■ ABOUT THIS EXERCISE:
From the data below, return each line in which the string "bench" is found.
----- SUPPLIED DATA
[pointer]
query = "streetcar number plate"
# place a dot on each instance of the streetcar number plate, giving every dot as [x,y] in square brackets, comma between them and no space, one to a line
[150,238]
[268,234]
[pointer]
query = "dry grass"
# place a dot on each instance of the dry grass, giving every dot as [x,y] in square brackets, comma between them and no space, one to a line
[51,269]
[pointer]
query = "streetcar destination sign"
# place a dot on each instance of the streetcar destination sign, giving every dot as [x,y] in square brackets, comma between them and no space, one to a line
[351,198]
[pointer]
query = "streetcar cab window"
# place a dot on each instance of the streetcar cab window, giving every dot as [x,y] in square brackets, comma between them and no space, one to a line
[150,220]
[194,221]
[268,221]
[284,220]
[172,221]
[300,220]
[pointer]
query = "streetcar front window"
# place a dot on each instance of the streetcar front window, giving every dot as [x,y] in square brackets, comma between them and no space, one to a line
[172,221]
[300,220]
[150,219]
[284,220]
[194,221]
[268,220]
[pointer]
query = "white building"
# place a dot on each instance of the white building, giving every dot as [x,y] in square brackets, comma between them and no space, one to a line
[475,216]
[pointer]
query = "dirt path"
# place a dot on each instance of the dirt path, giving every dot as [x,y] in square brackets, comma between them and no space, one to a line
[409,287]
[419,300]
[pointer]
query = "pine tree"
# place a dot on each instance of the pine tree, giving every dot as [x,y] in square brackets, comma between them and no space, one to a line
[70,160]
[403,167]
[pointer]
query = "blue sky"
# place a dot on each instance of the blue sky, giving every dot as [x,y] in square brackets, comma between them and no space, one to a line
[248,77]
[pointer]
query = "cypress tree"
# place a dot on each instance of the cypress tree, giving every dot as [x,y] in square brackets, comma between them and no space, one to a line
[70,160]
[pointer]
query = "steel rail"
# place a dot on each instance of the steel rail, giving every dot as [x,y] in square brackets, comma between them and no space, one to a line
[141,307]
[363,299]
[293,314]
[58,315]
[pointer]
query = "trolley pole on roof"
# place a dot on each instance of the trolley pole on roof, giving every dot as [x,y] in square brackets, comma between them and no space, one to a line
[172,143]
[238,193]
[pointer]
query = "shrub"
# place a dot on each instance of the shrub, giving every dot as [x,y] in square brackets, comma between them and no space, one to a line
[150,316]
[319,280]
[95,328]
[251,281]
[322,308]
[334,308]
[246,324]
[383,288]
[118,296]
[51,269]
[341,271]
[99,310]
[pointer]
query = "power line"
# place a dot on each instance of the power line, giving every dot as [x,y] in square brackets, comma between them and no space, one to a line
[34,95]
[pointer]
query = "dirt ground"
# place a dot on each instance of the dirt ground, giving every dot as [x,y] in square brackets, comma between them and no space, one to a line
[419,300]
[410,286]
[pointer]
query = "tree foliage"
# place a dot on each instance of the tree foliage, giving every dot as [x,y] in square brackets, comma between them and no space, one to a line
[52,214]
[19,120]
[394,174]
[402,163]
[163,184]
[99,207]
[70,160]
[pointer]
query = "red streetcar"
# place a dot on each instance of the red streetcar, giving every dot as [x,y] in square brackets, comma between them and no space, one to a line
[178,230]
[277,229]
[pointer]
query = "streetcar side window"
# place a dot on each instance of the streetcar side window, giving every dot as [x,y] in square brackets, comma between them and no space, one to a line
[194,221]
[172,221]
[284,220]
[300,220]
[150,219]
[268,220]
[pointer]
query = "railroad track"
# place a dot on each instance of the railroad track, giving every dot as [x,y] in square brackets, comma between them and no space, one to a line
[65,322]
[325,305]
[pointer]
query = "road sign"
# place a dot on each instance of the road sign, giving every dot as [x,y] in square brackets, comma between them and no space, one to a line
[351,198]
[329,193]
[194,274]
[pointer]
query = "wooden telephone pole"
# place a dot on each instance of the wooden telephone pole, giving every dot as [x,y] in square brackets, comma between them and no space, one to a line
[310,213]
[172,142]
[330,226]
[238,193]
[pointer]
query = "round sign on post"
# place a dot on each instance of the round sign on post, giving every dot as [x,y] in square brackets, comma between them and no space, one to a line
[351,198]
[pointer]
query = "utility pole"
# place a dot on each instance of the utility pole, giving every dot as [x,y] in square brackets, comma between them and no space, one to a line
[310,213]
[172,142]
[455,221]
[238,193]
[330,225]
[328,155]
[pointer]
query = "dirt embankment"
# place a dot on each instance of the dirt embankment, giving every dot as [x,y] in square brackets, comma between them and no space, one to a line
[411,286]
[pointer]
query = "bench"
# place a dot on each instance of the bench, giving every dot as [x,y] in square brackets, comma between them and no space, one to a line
----------
■ SOLUTION TO THIS PROBLEM:
query = "bench"
# place a dot on each instance of the bench, giving every dot as [x,y] in square brackets, comma between them and no space, one to a line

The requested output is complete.